• Information given:
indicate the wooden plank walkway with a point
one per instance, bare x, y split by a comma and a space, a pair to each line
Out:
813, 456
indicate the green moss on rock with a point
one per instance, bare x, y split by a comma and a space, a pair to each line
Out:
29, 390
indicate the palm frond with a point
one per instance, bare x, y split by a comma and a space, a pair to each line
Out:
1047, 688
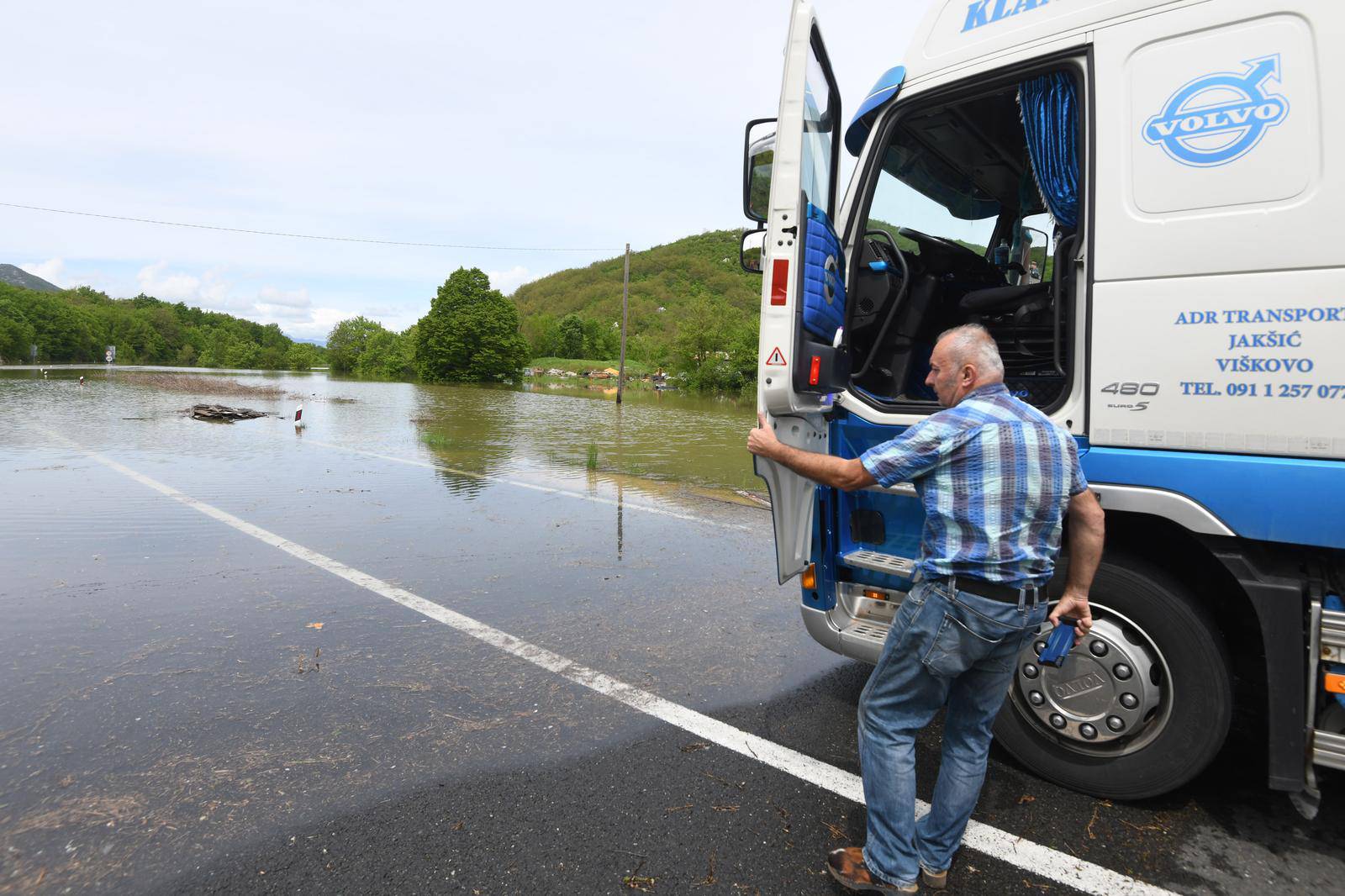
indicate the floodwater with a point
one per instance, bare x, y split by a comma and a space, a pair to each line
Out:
193, 703
175, 688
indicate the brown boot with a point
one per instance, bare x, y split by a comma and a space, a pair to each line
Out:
934, 880
847, 867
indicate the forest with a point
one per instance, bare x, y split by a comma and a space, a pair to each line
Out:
74, 326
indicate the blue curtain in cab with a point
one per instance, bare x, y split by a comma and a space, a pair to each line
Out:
1051, 120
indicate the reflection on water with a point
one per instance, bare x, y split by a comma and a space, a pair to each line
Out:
665, 444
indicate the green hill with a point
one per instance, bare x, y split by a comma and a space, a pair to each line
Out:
677, 277
71, 326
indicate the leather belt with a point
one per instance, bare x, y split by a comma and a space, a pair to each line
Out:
993, 589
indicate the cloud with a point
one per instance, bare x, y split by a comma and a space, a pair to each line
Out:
291, 299
509, 280
53, 269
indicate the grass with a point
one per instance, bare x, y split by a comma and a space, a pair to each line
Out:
201, 385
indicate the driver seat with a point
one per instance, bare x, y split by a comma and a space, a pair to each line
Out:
1001, 300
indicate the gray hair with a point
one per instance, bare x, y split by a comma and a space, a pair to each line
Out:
973, 345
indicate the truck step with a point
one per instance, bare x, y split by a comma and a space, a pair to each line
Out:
1329, 748
865, 630
874, 561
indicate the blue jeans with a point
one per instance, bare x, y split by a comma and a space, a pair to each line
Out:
945, 649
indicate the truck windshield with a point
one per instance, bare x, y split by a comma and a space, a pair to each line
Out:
820, 120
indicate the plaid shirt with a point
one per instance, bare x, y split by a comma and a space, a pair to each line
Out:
995, 478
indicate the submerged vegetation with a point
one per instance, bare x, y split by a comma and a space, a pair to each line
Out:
693, 313
74, 326
201, 385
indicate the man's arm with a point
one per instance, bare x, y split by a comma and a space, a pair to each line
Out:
1086, 539
837, 472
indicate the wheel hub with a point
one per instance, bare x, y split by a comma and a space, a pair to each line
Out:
1105, 692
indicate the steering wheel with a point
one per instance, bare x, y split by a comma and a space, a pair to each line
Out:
894, 304
936, 241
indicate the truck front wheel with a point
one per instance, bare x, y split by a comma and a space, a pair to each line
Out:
1137, 709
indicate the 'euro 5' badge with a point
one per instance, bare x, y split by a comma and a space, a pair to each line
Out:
1219, 118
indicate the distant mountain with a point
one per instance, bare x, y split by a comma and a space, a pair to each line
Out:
663, 282
19, 277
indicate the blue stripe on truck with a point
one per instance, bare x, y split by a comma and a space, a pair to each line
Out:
1298, 501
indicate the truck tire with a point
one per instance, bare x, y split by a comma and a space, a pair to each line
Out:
1137, 714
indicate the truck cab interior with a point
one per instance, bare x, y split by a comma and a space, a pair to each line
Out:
972, 215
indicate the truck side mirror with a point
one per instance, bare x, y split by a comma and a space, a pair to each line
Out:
752, 250
757, 158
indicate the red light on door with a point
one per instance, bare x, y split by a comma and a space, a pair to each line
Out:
779, 282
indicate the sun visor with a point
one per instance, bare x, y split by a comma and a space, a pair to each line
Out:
883, 93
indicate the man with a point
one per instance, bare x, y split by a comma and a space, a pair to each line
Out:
995, 478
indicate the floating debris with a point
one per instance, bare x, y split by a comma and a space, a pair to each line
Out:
222, 412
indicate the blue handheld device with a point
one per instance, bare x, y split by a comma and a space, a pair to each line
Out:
1059, 645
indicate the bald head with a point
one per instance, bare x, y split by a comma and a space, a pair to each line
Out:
963, 360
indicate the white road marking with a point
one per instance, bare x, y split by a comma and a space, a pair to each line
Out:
518, 483
984, 838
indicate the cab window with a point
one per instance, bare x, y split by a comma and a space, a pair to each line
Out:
958, 230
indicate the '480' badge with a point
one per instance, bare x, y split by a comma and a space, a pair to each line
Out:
1219, 118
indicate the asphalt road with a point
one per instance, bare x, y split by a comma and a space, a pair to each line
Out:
188, 708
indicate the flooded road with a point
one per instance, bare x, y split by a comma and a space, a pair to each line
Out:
219, 677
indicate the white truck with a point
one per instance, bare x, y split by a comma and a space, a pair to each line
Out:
1174, 174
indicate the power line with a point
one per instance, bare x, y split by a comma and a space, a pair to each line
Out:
296, 235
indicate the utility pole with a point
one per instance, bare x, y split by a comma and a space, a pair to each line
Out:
625, 291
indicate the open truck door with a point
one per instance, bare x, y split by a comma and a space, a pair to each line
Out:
790, 186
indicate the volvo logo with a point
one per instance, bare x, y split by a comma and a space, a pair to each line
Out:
1219, 118
1079, 687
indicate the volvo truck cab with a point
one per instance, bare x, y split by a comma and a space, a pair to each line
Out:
1137, 198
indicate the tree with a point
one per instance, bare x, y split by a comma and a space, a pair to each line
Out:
347, 340
569, 336
388, 356
302, 356
470, 334
17, 334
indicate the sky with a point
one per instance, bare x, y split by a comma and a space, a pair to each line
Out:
535, 127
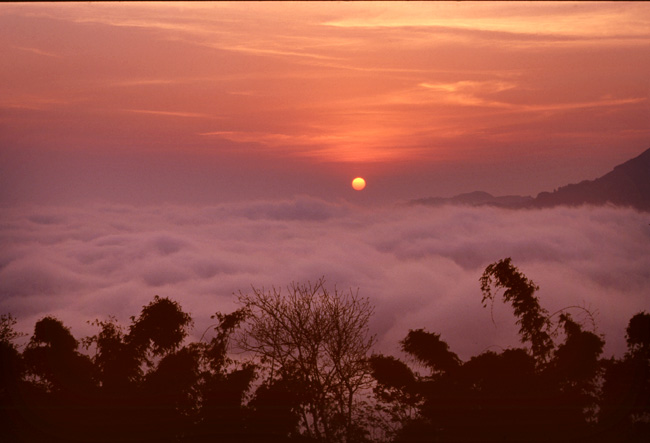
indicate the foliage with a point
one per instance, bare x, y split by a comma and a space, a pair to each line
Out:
308, 377
317, 341
533, 320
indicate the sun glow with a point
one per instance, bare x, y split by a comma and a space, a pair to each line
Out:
358, 184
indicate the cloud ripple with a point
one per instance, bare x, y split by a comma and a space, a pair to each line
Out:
418, 265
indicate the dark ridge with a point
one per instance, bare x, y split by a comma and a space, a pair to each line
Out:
627, 185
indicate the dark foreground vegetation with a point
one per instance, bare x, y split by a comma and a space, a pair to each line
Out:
296, 366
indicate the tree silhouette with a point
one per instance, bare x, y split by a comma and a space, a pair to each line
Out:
316, 341
533, 320
625, 406
311, 377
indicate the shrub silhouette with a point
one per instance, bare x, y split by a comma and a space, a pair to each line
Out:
308, 377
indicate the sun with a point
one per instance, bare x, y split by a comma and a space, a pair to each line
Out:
358, 183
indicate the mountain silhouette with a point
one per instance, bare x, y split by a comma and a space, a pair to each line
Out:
627, 185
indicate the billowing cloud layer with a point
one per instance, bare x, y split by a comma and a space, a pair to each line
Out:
418, 265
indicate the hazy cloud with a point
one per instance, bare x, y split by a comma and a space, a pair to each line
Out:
418, 265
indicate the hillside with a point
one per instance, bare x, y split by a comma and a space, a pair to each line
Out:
628, 184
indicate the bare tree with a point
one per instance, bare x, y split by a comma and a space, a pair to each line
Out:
318, 342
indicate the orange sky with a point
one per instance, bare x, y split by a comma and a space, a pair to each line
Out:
383, 88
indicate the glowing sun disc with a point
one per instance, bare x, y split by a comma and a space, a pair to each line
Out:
358, 183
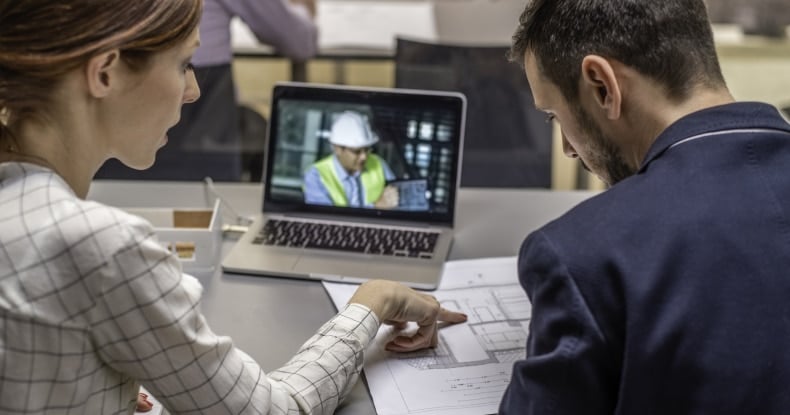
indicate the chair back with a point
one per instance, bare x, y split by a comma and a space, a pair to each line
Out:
507, 142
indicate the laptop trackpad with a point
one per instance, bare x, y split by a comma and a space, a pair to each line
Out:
331, 265
358, 270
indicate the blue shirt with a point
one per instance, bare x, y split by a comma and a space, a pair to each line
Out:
316, 193
286, 27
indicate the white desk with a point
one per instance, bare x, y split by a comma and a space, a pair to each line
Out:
269, 318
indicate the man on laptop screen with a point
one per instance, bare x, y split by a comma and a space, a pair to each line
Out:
359, 183
352, 175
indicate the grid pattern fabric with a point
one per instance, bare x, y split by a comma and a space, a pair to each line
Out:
92, 306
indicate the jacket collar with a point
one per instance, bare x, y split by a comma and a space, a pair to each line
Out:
738, 115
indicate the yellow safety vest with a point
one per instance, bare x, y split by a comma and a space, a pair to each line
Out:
372, 179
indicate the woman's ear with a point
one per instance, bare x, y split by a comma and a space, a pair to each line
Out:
599, 79
102, 72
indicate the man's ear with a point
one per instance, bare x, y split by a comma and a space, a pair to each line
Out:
102, 72
600, 80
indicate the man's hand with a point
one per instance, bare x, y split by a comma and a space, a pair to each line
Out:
389, 198
397, 304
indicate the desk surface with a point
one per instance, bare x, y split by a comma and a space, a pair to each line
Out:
269, 318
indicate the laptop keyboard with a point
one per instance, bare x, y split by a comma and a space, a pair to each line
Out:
349, 238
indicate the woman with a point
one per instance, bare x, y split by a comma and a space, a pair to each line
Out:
91, 305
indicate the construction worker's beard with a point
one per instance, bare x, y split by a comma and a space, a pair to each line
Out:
601, 152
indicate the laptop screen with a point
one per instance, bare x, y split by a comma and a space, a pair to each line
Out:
375, 152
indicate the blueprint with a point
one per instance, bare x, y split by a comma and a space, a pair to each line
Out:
468, 371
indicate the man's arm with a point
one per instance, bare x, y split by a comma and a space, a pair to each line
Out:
569, 367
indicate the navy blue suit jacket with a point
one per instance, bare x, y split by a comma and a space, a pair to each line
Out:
669, 293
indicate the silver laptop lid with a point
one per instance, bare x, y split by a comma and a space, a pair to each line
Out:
409, 140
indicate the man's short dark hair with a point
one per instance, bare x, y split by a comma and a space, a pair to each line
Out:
670, 41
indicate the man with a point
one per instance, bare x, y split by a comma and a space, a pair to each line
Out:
352, 176
669, 293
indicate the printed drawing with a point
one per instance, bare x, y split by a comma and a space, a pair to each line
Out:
498, 322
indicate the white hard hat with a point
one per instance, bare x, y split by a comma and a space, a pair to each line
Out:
352, 130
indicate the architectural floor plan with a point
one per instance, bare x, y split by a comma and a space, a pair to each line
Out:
469, 370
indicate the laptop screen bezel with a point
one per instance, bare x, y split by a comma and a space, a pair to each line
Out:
453, 101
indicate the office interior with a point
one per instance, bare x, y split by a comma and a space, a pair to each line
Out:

• What to do: Could you extract, word for word, the lines beginning with the one that contains "indicate the office interior with a point" and ending with the final line, including both of those?

• Written reply:
indicate the office interior with a point
one per instance, bare x, y split by a comma and a space, a pair to each line
Out:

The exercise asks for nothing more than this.